## [WHAT IS BEING ASKED]
List every website that the petition post below names as blocked for student access.

Moving at the Speed of Creativity by Wesley Fryer

Online Petition: Oklahoma City Public Schools Must Adopt Balanced Internet Content Filtering Policies

To acquire and practice literacy skills today, students and educators in Oklahoma City Public Schools require access to Evernote, Google Docs, Gmail, Edmodo, Posterous, Celebrate Oklahoma Voices, and other educationally appropriate, interactive websites. All these websites are currently (as of February 9, 2012) blocked by OKCPS for student access. OKCPS must stop its “draconian” and unjustified Internet content filtering policies and adopt BALANCED policies. The district must TRUST teachers and empower them to directly bypass the content filter with their login credentials when it is professionally justified for instruction and learning. As an Oklahoma City parent, teacher, student, or other community constituent, I encourage you to sign the following online petition to make your opinion heard by the OKCPS superintendent and school board members:
http://www.change.org/petitions/balanced-internet-filtering-in-okcps

I also encourage all parents to directly CALL your respective OKCPS board member, using the phone numbers available on the district website. I also encourage all parents to call the district superintendent’s office directly, and call the school board chairwoman directly. We need to stand together and speak out together so decisive action will be taken to remedy the wrongs highlighted below.

## [GIVEN ENTRIES]

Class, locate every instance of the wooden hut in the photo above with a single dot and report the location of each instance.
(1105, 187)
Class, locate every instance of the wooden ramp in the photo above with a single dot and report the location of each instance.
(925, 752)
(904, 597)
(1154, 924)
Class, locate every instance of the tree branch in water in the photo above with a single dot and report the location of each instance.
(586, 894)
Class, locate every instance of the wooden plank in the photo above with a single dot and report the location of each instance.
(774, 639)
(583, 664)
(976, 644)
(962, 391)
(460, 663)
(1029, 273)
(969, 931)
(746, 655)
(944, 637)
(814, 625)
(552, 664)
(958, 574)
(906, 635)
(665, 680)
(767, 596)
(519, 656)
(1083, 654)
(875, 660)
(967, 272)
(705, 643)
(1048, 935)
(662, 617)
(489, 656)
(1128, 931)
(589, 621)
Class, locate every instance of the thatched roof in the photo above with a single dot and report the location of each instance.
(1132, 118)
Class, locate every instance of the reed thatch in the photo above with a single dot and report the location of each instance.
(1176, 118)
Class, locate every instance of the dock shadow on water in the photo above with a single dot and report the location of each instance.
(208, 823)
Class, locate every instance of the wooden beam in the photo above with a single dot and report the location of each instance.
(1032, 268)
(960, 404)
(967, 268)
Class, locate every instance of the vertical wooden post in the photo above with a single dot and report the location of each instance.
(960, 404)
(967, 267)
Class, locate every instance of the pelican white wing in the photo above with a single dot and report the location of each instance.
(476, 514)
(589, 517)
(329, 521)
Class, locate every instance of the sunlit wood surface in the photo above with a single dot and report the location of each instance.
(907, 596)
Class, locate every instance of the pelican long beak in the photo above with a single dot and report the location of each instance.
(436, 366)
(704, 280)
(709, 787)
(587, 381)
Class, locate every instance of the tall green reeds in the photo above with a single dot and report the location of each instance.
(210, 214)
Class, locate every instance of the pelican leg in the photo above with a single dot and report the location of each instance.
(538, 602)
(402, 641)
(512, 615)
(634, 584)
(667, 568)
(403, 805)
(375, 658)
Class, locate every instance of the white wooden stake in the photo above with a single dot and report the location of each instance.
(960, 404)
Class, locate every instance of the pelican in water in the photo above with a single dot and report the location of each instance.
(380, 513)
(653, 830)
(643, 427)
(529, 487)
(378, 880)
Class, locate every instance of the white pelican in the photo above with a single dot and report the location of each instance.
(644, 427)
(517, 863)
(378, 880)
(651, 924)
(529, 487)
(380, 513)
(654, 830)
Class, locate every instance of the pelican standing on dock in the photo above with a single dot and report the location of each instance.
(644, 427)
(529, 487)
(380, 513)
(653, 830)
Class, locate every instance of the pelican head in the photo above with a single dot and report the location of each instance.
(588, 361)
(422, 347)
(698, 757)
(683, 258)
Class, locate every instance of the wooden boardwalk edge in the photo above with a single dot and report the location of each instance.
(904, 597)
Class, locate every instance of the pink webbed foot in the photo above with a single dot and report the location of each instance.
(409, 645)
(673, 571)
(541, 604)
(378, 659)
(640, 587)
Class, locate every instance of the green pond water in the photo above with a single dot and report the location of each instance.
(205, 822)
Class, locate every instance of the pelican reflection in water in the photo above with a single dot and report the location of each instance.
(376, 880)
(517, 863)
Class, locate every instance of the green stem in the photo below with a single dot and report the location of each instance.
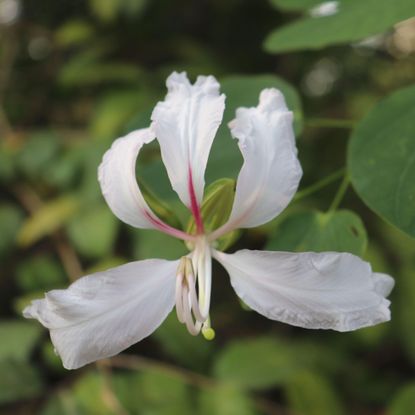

## [FULL RESPONSE]
Evernote, Google Docs, Gmail, Edmodo, Posterous, Celebrate Oklahoma Voices